(Source data)
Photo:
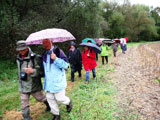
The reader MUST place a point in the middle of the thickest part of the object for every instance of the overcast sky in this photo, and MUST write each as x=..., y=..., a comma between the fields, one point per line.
x=154, y=3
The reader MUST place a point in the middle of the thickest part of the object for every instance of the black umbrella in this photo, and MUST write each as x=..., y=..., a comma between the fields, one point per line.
x=94, y=47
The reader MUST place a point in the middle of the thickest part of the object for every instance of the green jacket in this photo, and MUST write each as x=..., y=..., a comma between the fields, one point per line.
x=104, y=51
x=33, y=81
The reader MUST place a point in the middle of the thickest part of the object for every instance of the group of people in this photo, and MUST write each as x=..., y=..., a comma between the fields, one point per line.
x=54, y=62
x=52, y=66
x=76, y=59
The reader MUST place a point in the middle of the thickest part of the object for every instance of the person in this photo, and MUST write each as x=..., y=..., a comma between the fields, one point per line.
x=123, y=45
x=115, y=48
x=55, y=62
x=104, y=53
x=89, y=62
x=75, y=60
x=29, y=78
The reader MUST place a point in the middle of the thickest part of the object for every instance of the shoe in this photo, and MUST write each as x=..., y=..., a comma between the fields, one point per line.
x=56, y=117
x=69, y=107
x=26, y=114
x=86, y=82
x=47, y=106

■ Brief:
The lines from the one with "of the overcast" through the end of the data above are to be set down exactly, with both boundary lines included and no other lines.

■ Problem solution:
The reader MUST place a point in the middle of the thickest part of the object for every instance of the overcast sky in this photo, and MUST write each as x=..., y=..., a comma between the fields, one point per line.
x=154, y=3
The reader MUST place a point in the middle of the thickest part of the object for every instance of the black umbrella in this photo, and MUST write each as x=..., y=..., a comma between the fields, one point per line.
x=94, y=47
The reader MUST place a point in the middle of the thickest part of the object for every instance of the green jacket in this photo, and MUST write each as x=..., y=..., a comma between the fields, one point per line.
x=104, y=51
x=33, y=81
The reader MUST place a point in the middle of the thickest part of the object for every instance of the group of people in this photo, and MUST write each as x=..., y=..., a comma between the fields, one point per line.
x=54, y=62
x=52, y=66
x=76, y=59
The reader MUST place a point in the middle of the thickest part of the object for every instance of the person in this photo, and MUST write each as x=..., y=..., a comma between the fields, one point per line.
x=123, y=45
x=115, y=48
x=55, y=62
x=104, y=53
x=89, y=62
x=75, y=60
x=29, y=78
The reader MUST place a point in the middle of the thickest part of the object for every instance of the shoe in this photo, and MUST write each as x=..., y=..., a comma between the fields, one point per line.
x=56, y=117
x=69, y=107
x=26, y=114
x=86, y=82
x=47, y=106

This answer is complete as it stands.